TEXT EXCERPT >>
☆ ☆ ☆
Main Page -> Scientific Programme of CME'18
The programme contains:
  1. Plenary lectures
  2. Working seminars (5 educational levels)
  3. Research reports
  4. Workshops
  5. Poster presentations
CME’18 plenary speakers are:
  1. Fragkiskos Kalavassis - Greece
  2. Christine Knipping – Germany
  3. Zbigniew Marciniak – Poland
  4. Mogens Niss – Denmark
Fragkiskos Kalavasis

University of the Aegean

Title: Mathematics and the real world in a systemic perspective of the school


We will approach the variety of the debates about mathematics and/or reality in the framework of the interdisciplinary and institutional environments of teaching and learning mathematics.
These environments form a complexity that includes and is at the same time included in the didactic of mathematics situations. Therefore, there emerges a new variety of approaches of the relation between mathematics and reality, in which the cognitive, the psychological, the social and the digital are interconnected. It is hard to model the interactions of these variety with the underlying epistemological or philosophical one, because of the complexity of roles and intentionalities in school.
The educational need of use various discipline sources to understand complex phenomena implies a permanent presence of mathematics and this is complexifing their relations to reality because it passes across their relation to the others disciplines, which is often ignored by formal school reality.
The frontiers among the priority of the real world or of the noetic structures which made the opposite poles in the philosophical disputes about mathematics and/or reality, became permeable and porous in these environments. Observation and intuition, comprehension and invention, modelization and application, adaptation and transformation seem synchronic in the mathematical thinking.
The role of representations and symbolic languages, so much crucial into mathematics, becomes a kind of obstacle in the interdisciplinary learning path of the students in the everyday school timetable across the different disciplines. The well studied didactical transposition is enriched with the praxeological transposition.
We will try to present concrete examples of the history and epistemology of mathematics as well of the reforms in mathematical education and more particular the influence of Jean Piaget works, to animate the discussion between mathematics and real world in this and of the systemic approach of the school.
☆ ☆ ☆
AIM OF THE TASK >> From the CME'18 programme page, extract everything from "The frontiers among" down to "the praxeological transposition.", word for word.
☆ ☆ ☆
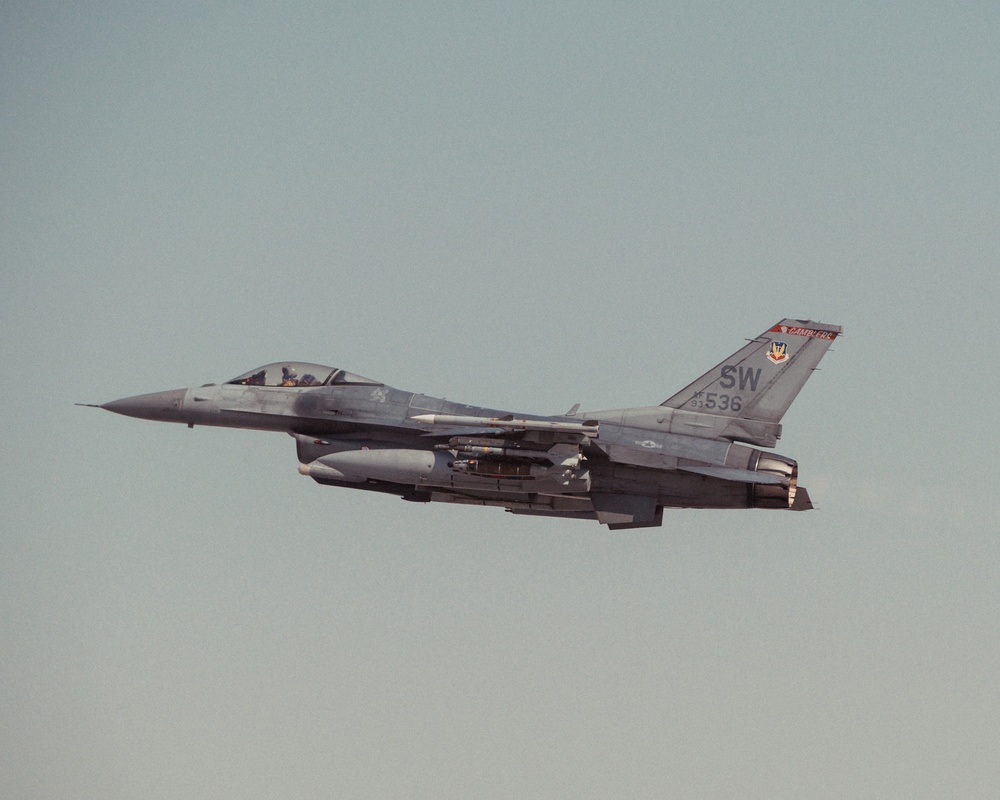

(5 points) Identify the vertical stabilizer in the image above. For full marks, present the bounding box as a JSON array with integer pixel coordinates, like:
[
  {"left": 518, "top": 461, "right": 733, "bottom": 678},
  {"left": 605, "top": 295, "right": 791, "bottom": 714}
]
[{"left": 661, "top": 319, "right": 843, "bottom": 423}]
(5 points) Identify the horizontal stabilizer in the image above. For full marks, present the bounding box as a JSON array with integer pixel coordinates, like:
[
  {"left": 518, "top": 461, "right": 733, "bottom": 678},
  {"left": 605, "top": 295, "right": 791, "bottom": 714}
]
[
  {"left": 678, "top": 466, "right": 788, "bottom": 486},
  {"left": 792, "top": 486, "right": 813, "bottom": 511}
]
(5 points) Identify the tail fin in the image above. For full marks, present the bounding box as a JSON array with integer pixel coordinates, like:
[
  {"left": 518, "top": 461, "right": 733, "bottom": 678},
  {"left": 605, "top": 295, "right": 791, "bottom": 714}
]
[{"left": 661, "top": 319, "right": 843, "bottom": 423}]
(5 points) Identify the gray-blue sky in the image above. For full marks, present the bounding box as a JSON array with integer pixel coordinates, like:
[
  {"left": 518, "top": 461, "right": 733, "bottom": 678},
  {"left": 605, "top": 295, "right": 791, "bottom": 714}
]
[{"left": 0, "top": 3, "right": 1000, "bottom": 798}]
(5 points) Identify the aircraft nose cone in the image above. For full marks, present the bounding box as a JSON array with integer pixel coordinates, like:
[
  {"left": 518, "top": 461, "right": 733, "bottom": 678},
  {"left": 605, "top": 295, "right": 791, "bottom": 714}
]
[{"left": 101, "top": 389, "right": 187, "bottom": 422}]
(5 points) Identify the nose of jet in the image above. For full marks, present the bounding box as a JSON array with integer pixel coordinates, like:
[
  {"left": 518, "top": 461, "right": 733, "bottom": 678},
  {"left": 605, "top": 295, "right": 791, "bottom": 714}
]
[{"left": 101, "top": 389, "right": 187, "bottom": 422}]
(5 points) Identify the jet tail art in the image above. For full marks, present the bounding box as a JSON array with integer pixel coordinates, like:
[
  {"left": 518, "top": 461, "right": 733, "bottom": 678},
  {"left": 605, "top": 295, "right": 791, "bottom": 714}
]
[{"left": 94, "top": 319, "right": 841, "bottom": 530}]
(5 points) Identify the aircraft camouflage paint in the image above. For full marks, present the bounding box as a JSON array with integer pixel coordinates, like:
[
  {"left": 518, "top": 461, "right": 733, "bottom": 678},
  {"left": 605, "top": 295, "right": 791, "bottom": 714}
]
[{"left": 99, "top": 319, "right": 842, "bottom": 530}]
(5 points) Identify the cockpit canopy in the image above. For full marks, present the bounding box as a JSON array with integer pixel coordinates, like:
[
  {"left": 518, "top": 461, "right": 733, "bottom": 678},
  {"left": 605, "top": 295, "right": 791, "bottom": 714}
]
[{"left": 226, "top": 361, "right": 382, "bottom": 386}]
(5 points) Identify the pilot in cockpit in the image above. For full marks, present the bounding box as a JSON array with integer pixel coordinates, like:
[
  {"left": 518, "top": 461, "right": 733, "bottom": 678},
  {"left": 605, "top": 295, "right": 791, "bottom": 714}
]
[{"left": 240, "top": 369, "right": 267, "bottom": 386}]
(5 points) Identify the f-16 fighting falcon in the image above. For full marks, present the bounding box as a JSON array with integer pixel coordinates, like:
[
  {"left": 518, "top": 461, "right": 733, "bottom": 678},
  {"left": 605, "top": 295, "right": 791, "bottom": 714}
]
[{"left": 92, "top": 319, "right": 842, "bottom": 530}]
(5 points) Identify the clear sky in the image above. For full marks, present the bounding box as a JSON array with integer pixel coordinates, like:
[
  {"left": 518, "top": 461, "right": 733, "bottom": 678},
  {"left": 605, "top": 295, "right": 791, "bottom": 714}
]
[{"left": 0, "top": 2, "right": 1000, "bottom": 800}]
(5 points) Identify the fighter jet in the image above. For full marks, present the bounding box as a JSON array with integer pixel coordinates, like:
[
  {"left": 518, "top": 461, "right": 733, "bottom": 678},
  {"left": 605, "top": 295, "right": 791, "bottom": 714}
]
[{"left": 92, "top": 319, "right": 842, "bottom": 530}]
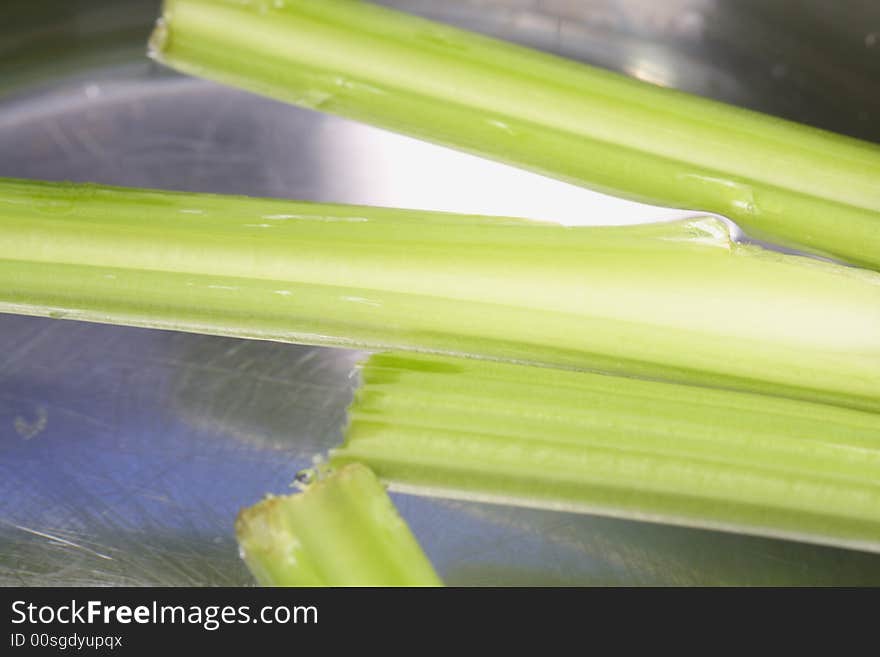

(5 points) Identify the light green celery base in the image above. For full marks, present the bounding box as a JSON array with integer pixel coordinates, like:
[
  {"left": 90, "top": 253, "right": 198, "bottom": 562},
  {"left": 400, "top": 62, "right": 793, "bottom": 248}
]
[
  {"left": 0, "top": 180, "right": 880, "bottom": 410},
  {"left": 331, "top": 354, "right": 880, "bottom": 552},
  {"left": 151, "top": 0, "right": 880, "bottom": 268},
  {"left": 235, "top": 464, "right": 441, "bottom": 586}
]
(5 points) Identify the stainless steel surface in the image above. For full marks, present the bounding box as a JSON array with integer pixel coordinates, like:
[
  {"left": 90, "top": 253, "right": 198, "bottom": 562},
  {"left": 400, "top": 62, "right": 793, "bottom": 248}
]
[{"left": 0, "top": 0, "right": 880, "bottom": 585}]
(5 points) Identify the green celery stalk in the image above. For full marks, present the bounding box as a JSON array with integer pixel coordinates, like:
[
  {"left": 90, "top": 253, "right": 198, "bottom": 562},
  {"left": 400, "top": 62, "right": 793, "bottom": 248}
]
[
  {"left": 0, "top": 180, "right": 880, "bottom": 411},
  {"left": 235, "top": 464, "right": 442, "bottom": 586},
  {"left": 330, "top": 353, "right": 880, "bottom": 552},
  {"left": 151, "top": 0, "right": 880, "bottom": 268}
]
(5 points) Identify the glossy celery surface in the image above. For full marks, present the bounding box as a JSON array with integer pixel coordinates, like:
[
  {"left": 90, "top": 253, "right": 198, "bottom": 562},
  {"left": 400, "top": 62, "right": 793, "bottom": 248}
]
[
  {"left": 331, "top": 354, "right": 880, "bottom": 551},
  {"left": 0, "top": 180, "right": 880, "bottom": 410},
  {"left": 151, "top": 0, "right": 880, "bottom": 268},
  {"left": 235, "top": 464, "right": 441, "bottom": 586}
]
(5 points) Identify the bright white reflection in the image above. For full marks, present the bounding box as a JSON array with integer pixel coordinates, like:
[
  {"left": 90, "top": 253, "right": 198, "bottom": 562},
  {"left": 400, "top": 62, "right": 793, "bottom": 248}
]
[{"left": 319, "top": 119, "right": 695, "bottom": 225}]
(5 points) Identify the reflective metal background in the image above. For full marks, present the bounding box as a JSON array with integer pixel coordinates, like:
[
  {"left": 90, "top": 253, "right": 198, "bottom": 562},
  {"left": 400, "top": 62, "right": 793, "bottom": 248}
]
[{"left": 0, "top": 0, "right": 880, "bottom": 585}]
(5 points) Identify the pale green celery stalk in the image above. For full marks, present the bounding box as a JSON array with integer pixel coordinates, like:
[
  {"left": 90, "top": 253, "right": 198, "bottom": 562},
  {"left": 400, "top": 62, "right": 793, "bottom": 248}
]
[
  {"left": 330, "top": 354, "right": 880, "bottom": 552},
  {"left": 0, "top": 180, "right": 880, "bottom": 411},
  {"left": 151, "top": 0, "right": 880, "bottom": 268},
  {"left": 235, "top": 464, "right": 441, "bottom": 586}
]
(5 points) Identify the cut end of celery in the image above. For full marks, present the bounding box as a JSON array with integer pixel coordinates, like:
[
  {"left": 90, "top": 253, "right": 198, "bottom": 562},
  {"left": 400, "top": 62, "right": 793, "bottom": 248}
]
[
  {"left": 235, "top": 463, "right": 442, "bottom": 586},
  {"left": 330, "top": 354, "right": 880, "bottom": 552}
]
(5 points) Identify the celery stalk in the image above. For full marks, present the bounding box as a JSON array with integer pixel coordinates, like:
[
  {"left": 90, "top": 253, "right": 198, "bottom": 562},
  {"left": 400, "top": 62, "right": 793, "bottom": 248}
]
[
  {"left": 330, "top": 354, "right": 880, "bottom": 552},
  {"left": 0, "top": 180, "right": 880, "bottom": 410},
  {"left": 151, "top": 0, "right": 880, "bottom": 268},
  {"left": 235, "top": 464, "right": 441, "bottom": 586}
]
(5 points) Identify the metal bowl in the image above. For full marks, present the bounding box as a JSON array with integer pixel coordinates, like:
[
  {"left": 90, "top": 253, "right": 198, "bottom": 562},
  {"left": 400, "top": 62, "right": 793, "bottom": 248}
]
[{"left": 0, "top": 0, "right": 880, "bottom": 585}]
☆ ☆ ☆
RESPONSE >>
The frontiers among the priority of the real world or of the noetic structures which made the opposite poles in the philosophical disputes about mathematics and/or reality, became permeable and porous in these environments. Observation and intuition, comprehension and invention, modelization and application, adaptation and transformation seem synchronic in the mathematical thinking.
The role of representations and symbolic languages, so much crucial into mathematics, becomes a kind of obstacle in the interdisciplinary learning path of the students in the everyday school timetable across the different disciplines. The well studied didactical transposition is enriched with the praxeological transposition.